Seconda annotazione: «Ha preteso che Rosario Priore gli telefonasse per incontrarsi con me e gli ha chiesto di venire a Palermo anziché andare io a Roma, 7 dicembre 1990». Sempre il 7 dicembre 1990, terza annotazione: «Si è rifiutato – Giammanco – di telefonare a Giudiceandrea, giudice di Roma, per la Gladio, prendendo a pretesto il fatto che il procedimento ancora non era stato assegnato ad alcun sostituto».
Quindi Falcone è molto interessato a Gladio, farà le indagini su Gladio e arriverà a delle conclusioni su Gladio.
Quarta annotazione: Giammanco – questo è un punto importante – «ha sollecitato la definizione di indagine riguardante la regione al capitano De Donno, procedimento affidato a Enza Sabatino, assumendo che altrimenti la regione avrebbe perso finanziamenti». «Ovviamente – dice Falcone – qualche uomo politico gli ha fatto questa sollecitazione ed è altrettanto ovvio che egli prevede un’archiviazione che solleciti l’ufficiale dei carabinieri.
In tale previsione questo intorno al 10 dicembre 1990».
Questo appunto lo dobbiamo sviluppare perché su di esso Enza Sabatino dà una spiegazione completa a riscontro delle annotazioni di Falcone, perché queste annotazioni hanno anche un certo riscontro, anzi quasi tutte.
Altra annotazione: «Nella riunione di pool per requisitoria Mattarella mi invita in maniera inurbana a non interrompere i colleghi, infastidito per il fatto che Lo Forte e io ci eravamo alzati per andare a fumare una sigaretta.

Dati forniti:
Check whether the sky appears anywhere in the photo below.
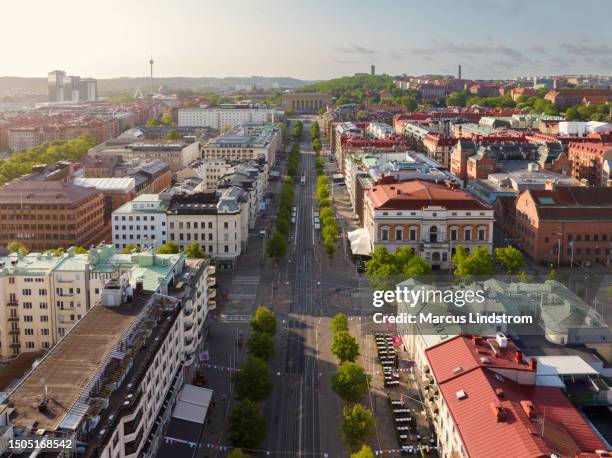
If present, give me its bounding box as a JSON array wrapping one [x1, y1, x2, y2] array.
[[0, 0, 612, 80]]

Esercizi:
1. Cita il brano sulle annotazioni di Falcone dalle parole "Questo appunto lo" fino a "anzi quasi tutte.", estremi inclusi.
2. Scrivi il seguito del brano sulle annotazioni di Falcone, partendo dall'ultima frase riportata.
I dati provengono da una fonte diversa dal brano.

Risposte agli esercizi:
1.
Questo appunto lo dobbiamo sviluppare perché su di esso Enza Sabatino dà una spiegazione completa a riscontro delle annotazioni di Falcone, perché queste annotazioni hanno anche un certo riscontro, anzi quasi tutte.

2.
Rimprovera aspramente il Lo Forte, 13 dicembre 1990». Altra annotazione del 18 dicembre 1990: «Dopo che ieri pomeriggio si è deciso di riunire i processi Reina, Mattarella e La Torre, stamattina gli ho ricordato che vi è l’istanza della parte civile nel processo La Torre (PCI) di svolgere indagini su Gladio».
Falcone è su Gladio. «Ho suggerito quindi al giudice istruttore di compiere noi le indagini in questione, incompatibili col vecchio rito, acquisendo copia delle istanze in questione».
Qui ci sono passaggi procedurali che soltanto i consulenti magistrati della Commissione potranno delineare. «Invece sia egli sia Pignatone insistono per richiedere soltanto la riunione, riservandosi di adottare una decisione soltanto in sede di requisitoria finale, un modo come un altro per prendere tempo».
Il 19 dicembre 1990 vi è un’altra riunione con lui, Sciacchitano e Pignatone: «Insistono nella tesi di rinviare tutto alla requisitoria finale e firmare la richiesta io di riunione dei processi nei termini di cui sopra». 19 dicembre 1990: «Non ha più telefonato a Giudiceandrea e così viene meno la possibilità di incontrare i colleghi romani che si occupano della Gladio».
19 dicembre 1990: «Ho appreso per caso che qualche giorno addietro ha assegnato un anonimo su Partinico, riguardante, fra gli altri, l’onorevole Avellone a Pignatone, Teresi e Lo Voi, a mia insaputa.
Gli ultimi due – cioè Vittorio Teresi e Francesco Lo Voi – non fanno parte del pool».
10 gennaio 1991: «I quotidiani riportano la notizia del proscioglimento da parte del giudice istruttore Grillo dei giornalisti Bolzoni e Lodato, arrestati per ordine di Curti Giardina tre anni addietro con imputazione di peculato.
Il giudice istruttore ha rilevato che poteva trattarsi soltanto di rivelazione di segreto d’ufficio e che l’imputazione di peculato era cervellotica. Il PM Pignatoneaveva sostenuto invece che l’accusa in origine era fondata ma che le modificazioni del codice penale rendevano il reato di peculato non più configurabile.
Trattasi di altra manifestazione della furbizia di certuni che, senza aver informato il pool, hanno creduto con una ardita ricostruzione giuridica di sottrarsi a censura per una iniziativa (arresto di giornalisti) assurda e faziosa di cui non può essere ritenuto responsabile certamente il solo Curti Giardina, Procuratore capo dell’epoca».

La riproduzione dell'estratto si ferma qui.